Required task:
Show every line from the rows below that contains the string "bell", treating uppercase and lowercase letters as different.

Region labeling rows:

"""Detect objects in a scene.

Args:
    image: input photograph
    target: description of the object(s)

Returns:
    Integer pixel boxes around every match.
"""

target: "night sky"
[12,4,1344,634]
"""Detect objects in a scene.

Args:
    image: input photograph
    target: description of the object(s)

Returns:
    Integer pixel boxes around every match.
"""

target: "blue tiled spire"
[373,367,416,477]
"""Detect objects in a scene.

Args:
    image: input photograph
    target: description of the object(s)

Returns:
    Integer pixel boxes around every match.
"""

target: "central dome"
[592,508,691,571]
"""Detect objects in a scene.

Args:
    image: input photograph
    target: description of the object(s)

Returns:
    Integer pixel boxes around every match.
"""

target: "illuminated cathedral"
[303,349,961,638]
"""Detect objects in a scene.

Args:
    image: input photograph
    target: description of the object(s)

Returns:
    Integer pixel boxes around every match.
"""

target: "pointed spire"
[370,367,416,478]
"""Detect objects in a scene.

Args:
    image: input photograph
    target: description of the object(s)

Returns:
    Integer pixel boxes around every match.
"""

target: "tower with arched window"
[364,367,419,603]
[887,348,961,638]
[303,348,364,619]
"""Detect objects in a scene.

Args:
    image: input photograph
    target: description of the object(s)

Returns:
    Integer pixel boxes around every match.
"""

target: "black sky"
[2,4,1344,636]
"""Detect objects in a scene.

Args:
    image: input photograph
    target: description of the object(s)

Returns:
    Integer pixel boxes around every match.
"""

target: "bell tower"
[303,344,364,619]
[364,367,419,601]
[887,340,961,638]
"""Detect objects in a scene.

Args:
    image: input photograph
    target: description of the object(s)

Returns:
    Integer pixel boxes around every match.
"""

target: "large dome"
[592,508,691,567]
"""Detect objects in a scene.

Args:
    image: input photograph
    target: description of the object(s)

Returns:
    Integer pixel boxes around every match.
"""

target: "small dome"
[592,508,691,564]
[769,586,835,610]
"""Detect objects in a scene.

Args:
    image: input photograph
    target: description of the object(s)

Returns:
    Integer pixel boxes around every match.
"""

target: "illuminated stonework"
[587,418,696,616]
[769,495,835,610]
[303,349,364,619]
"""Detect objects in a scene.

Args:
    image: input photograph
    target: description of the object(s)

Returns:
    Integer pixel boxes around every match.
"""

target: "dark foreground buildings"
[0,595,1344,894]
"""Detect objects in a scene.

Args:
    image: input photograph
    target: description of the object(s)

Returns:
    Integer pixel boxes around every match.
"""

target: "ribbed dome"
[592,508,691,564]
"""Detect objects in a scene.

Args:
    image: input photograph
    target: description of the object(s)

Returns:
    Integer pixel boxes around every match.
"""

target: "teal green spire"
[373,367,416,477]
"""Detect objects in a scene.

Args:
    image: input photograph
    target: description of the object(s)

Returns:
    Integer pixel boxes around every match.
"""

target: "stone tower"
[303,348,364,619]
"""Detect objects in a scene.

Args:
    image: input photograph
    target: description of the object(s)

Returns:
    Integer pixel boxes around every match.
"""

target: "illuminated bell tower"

* * *

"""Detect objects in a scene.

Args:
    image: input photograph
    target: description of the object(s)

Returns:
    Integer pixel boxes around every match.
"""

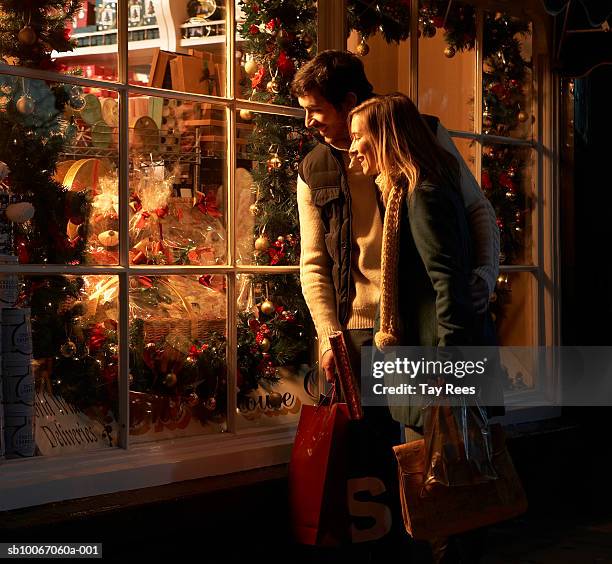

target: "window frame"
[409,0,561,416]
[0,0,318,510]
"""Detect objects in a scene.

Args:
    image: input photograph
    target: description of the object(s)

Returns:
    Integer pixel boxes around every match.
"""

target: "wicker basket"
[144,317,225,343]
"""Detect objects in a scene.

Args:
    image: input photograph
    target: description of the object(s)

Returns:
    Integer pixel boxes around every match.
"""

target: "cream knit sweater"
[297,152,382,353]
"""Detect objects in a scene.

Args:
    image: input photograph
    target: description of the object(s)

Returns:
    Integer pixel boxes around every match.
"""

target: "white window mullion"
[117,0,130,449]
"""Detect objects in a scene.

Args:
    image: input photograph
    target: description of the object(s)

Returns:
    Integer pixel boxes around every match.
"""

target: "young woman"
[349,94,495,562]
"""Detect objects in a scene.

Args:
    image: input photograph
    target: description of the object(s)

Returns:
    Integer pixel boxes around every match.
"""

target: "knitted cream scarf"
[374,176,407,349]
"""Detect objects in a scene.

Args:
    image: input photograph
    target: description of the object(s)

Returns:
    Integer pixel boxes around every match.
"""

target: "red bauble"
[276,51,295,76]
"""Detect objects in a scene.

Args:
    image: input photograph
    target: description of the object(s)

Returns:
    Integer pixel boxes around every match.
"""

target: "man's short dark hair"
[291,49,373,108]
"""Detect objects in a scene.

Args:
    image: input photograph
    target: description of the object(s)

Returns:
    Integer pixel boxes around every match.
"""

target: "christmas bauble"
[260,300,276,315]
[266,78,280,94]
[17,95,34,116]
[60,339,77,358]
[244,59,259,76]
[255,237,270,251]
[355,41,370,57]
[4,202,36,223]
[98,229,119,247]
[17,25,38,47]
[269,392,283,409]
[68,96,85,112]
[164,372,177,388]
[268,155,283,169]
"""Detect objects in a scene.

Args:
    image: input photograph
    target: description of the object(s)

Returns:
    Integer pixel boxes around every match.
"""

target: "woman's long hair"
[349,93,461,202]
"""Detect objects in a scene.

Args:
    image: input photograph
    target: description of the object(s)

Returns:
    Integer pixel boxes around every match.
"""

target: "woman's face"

==

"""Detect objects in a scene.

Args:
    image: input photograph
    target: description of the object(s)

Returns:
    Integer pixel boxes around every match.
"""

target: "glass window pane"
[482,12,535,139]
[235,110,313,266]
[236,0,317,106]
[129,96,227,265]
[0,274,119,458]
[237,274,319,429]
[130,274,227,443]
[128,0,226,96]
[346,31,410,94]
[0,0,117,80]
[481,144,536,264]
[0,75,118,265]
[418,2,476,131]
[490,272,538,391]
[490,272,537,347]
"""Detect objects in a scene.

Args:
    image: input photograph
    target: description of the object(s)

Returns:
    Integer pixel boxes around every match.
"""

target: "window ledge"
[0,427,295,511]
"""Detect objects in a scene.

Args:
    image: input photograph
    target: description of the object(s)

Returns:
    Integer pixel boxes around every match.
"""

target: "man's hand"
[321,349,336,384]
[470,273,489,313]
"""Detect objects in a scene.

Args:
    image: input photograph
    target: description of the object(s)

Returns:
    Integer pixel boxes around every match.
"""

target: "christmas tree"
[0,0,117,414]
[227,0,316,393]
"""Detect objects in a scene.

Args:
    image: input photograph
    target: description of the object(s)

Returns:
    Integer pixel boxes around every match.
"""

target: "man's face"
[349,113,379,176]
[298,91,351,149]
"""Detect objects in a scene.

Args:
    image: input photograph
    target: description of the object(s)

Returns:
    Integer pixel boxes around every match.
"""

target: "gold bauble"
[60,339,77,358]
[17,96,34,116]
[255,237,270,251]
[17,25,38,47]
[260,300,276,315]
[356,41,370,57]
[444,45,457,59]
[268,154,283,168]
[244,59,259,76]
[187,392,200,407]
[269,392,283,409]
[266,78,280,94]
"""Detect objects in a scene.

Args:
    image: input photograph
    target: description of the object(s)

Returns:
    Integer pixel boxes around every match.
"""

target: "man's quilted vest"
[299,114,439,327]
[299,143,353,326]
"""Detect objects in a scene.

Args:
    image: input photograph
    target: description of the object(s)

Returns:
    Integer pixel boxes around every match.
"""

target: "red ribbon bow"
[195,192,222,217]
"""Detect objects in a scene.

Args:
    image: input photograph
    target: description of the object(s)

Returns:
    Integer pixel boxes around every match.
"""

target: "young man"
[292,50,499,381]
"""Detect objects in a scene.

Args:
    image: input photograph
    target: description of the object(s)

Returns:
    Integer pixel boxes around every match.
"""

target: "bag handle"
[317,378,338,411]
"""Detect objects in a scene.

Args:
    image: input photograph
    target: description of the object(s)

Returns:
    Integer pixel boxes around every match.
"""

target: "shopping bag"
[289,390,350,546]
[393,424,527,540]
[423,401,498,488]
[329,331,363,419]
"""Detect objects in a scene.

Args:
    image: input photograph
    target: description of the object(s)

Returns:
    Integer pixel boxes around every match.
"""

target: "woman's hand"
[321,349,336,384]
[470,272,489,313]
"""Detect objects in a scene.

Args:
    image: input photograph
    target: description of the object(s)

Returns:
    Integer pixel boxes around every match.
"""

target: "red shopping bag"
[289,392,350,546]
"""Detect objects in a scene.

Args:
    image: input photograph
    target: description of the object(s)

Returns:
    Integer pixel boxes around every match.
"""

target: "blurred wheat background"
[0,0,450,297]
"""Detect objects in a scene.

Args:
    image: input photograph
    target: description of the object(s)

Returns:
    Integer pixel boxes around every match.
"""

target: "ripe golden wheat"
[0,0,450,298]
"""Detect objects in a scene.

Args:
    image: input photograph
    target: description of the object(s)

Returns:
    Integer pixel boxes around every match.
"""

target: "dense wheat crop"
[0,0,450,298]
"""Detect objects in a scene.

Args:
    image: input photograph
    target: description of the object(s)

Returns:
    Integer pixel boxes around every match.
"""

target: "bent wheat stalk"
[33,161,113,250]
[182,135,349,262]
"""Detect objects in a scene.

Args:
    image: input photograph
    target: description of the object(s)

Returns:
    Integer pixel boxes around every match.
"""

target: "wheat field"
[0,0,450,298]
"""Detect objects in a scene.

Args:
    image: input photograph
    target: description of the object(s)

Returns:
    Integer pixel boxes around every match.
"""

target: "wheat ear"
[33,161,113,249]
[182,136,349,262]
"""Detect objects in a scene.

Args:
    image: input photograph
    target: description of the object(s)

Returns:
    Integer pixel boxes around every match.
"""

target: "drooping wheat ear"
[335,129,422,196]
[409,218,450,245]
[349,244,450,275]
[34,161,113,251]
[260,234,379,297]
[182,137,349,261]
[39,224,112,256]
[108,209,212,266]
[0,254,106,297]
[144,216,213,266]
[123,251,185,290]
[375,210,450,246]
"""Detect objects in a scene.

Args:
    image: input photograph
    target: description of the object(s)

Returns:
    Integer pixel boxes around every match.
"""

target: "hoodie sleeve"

Reply:
target: "bell tower"
target: "illuminated bell tower"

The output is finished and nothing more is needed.